What to work on:
1 - In the article about Zacron, what does it say laid the groundwork for his Led Zeppelin III album cover? Answer in one to three sentences.
2 - Write the next part of the article about Zacron, picking up after its last sentence.

Quoted passage:
• • • • • • •

= Zacron =

English artist (1943–2012)

Zacron, born Richard Drew (1943 - January 2012) was an English artist who designed the Led Zeppelin III album cover.

== Biography ==
Zacron was born in Sutton, Surrey in 1943. He studied painting, drawing, design and etching at Studio 35 in Surbiton from 1957-1960 with Eric Clapton, and later at Kingston College of Art where he met Jimmy Page. He lectured at Leeds College of Art from 1967-1970. He taught at Acton County School. He also taught for a short while at Elliott Comprehensive in Putney.

Zacron's innovation in graphic techniques laid the foundation for his creation of the Led Zeppelin III album cover in 1970. This album cover is a small component of a vast and varied body of work spanning five decades, with much of his work having a close association to rock and roll. He also designed the sleeve for Fancy's 1975 album Something To Remember.

• • • • • • •

Data for analysis:
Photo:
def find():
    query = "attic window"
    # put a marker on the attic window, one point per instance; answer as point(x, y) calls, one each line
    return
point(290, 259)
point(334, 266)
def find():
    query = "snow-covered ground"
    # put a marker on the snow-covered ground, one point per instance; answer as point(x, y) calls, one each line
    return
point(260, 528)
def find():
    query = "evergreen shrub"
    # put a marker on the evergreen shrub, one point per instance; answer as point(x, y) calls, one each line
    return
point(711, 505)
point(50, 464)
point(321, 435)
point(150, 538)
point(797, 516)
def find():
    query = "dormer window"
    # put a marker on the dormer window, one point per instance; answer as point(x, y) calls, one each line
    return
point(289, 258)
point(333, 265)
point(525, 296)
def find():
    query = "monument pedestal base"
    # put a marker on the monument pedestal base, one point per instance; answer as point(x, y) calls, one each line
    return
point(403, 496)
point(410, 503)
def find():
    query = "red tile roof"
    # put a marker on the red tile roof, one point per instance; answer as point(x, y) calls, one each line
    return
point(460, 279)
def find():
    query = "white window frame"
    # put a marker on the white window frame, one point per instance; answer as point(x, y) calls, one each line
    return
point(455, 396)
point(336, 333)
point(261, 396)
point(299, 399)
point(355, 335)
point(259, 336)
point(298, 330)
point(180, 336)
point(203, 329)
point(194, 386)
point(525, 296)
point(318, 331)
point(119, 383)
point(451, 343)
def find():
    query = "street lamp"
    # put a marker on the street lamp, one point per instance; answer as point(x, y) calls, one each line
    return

• • • • • • •

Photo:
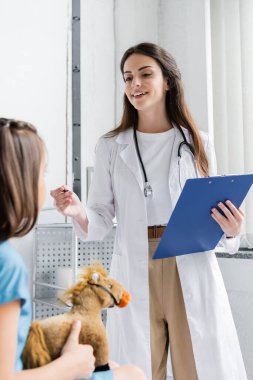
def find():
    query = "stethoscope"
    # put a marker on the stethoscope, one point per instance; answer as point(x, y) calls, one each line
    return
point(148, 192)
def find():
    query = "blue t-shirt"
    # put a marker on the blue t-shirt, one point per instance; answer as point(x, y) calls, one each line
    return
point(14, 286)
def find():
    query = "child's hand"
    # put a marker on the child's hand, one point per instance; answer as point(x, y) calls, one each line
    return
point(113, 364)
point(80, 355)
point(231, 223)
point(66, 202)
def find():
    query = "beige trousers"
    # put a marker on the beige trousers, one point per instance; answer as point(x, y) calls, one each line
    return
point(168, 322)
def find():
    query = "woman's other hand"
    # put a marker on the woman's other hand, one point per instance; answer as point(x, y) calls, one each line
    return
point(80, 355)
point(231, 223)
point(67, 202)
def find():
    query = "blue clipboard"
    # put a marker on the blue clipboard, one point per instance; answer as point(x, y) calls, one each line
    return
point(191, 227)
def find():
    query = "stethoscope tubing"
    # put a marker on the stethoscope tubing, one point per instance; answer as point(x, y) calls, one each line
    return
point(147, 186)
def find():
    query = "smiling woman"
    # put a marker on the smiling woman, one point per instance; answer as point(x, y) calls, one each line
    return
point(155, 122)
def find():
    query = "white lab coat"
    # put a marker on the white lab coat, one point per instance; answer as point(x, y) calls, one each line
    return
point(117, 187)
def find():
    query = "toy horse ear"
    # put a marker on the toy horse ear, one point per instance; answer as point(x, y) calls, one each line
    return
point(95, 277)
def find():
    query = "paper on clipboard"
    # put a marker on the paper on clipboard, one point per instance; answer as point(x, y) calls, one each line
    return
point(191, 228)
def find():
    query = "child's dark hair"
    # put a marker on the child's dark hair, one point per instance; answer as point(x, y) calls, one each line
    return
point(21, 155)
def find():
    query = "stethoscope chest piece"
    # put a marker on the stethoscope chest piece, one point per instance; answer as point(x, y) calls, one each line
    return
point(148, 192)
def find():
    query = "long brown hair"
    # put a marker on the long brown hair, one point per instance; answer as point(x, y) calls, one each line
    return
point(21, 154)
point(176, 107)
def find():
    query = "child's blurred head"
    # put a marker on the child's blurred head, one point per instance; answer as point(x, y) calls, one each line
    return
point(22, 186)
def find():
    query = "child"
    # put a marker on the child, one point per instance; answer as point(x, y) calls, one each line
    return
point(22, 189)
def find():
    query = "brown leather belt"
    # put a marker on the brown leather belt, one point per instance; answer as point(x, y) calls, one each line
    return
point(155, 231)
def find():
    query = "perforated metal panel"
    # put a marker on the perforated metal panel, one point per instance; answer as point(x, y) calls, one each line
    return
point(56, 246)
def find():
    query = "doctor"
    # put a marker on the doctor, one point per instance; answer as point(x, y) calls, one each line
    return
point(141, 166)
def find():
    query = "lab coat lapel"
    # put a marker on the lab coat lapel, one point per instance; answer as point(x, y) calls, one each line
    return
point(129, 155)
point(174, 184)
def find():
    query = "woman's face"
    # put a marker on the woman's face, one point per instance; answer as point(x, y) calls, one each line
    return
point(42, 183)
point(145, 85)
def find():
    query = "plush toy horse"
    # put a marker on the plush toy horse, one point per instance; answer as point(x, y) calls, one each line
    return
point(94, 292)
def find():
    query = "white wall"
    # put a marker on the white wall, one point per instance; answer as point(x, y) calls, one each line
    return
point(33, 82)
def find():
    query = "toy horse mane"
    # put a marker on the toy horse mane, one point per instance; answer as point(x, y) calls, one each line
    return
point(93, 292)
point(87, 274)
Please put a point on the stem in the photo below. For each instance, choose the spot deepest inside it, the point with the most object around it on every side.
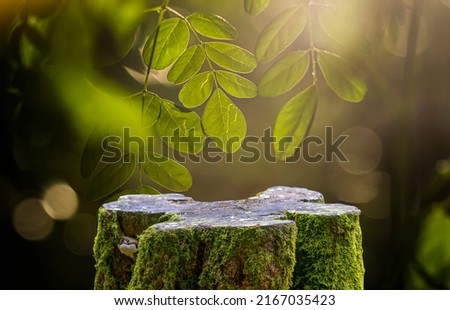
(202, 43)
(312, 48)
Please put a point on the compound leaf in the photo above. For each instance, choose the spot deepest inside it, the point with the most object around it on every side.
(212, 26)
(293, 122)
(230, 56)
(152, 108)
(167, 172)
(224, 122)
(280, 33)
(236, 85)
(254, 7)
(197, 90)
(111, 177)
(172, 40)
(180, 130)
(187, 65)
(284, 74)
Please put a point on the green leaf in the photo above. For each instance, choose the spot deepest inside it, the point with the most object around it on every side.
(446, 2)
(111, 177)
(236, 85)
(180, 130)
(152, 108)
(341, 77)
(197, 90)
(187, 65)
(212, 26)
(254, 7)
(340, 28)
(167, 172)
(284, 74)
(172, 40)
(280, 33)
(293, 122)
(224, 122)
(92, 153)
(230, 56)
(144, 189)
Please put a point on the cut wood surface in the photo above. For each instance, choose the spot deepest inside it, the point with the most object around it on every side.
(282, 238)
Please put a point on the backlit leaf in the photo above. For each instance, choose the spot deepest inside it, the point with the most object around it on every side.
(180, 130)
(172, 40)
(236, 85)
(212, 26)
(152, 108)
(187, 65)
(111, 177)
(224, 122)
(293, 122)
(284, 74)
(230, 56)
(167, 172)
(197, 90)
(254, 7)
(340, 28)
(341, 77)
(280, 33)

• • • • • • •

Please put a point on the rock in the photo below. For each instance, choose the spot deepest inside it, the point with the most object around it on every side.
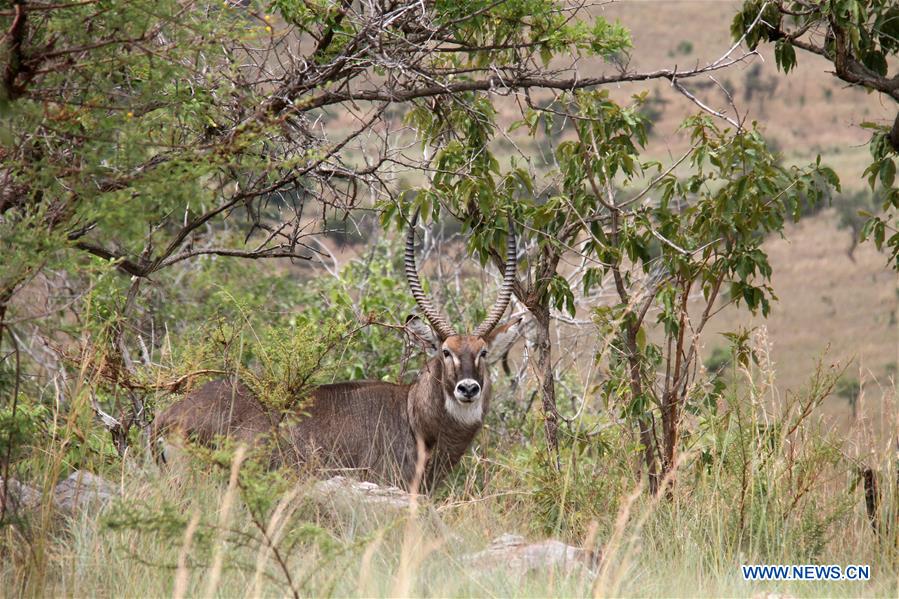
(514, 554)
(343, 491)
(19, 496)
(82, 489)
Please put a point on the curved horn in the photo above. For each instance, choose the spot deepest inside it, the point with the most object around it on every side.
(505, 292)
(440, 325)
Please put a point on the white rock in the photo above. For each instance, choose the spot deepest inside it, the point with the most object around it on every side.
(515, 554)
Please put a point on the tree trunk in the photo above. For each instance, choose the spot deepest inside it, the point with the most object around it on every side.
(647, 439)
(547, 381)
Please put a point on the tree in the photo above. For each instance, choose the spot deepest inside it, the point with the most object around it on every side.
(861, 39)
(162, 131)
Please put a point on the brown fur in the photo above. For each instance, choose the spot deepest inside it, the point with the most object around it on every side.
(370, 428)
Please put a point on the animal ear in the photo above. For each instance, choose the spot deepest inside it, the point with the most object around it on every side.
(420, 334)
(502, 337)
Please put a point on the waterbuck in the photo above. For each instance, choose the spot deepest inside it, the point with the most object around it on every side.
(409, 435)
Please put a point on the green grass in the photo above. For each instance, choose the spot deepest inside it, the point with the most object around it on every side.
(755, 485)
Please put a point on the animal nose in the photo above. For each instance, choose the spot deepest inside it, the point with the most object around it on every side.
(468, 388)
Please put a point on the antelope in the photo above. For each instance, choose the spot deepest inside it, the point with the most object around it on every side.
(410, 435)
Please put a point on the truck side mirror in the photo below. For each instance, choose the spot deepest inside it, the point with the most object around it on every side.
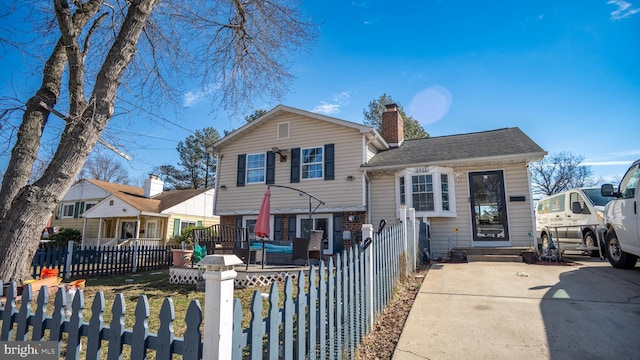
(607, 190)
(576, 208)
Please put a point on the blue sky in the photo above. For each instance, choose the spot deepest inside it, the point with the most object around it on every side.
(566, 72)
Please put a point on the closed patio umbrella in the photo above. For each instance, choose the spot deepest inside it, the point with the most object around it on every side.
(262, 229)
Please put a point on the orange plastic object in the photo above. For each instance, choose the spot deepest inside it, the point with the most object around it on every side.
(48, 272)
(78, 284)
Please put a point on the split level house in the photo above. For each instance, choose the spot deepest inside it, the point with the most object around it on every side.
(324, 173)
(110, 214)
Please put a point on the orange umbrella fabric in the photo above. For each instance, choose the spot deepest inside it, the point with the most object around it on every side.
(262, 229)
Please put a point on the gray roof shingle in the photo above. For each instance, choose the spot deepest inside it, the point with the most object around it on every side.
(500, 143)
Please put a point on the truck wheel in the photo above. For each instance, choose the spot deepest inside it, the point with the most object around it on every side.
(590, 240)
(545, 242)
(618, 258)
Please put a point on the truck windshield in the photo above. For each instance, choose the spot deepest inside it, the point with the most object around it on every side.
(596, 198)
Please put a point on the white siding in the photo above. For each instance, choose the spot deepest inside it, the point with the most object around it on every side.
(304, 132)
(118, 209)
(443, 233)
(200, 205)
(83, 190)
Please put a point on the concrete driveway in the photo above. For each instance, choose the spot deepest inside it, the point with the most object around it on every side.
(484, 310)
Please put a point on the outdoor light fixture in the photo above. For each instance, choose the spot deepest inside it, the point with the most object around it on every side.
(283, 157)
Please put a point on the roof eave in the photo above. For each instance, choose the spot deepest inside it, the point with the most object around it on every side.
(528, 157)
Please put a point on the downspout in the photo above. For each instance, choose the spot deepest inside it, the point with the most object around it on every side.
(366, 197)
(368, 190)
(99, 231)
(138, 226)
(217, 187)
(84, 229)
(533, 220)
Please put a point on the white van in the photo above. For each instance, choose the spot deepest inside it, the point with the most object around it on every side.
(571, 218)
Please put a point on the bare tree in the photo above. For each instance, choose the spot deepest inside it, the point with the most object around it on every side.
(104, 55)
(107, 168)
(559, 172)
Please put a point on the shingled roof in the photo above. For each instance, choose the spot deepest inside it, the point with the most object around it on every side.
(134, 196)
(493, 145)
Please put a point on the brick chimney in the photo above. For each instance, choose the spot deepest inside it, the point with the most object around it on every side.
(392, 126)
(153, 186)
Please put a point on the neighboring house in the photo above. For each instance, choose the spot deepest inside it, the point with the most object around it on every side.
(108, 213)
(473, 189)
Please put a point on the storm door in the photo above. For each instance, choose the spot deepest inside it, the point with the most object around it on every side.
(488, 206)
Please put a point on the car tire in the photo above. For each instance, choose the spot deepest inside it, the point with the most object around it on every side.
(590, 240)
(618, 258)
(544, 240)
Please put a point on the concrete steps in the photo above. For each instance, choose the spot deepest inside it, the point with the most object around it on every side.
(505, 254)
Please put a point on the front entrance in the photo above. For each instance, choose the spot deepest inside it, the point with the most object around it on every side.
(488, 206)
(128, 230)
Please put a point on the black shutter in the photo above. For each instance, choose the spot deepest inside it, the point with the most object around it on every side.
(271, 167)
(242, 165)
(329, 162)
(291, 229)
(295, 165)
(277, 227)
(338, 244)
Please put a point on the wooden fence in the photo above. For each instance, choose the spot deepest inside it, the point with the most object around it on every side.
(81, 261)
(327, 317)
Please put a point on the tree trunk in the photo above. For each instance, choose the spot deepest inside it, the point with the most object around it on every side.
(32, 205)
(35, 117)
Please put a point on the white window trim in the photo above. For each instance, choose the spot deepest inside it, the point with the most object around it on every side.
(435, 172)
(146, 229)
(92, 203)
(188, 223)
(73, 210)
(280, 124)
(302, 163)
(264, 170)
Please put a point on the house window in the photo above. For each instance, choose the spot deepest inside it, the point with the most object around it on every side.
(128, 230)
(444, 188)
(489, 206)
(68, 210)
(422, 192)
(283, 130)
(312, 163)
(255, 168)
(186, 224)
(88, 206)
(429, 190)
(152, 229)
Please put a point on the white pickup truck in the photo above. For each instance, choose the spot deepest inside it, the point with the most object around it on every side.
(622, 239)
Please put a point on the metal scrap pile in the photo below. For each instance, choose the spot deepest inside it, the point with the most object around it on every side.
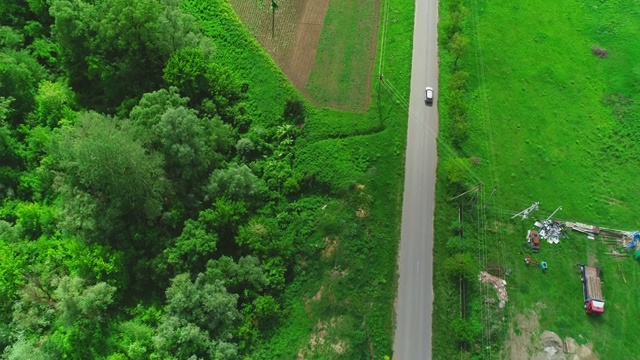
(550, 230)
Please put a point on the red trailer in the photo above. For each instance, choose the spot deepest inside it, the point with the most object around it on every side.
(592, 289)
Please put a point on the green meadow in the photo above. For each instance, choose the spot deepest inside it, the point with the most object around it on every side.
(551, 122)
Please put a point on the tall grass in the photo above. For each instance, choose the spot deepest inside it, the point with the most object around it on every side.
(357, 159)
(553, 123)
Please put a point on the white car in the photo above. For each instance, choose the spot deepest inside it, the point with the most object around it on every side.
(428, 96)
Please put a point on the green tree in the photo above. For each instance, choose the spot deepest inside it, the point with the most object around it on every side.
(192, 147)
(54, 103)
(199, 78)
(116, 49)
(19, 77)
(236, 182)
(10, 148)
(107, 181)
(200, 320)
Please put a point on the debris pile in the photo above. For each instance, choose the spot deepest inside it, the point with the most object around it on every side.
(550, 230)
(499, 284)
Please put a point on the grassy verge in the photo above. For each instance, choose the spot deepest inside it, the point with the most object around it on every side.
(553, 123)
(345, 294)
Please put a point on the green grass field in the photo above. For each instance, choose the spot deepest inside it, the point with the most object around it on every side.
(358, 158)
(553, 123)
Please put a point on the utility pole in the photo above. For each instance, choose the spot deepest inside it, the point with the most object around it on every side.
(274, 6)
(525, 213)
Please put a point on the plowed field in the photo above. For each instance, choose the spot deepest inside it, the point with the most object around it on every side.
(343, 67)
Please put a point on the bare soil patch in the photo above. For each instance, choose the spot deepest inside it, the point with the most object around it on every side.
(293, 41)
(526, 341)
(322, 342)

• • • • • • •

Results for the exercise:
1 - His innovation in graphic techniques laid the foundation for his creation of the Led Zeppelin III album cover in 1970.

2 -
Zacron has been described as "multi-sided and multi-talented" with "a robust ethos of independence and bravery, a lifelong quest for knowledge". He was a public advocate of artistic freedom and a notable financial contributor to the Great Ormond Street Hospital in London for terminally ill children, organised by Light and Sound at Abbey Road Studios.

He died in January 2012 from bowel cancer, but his death was not revealed publicly until August that year.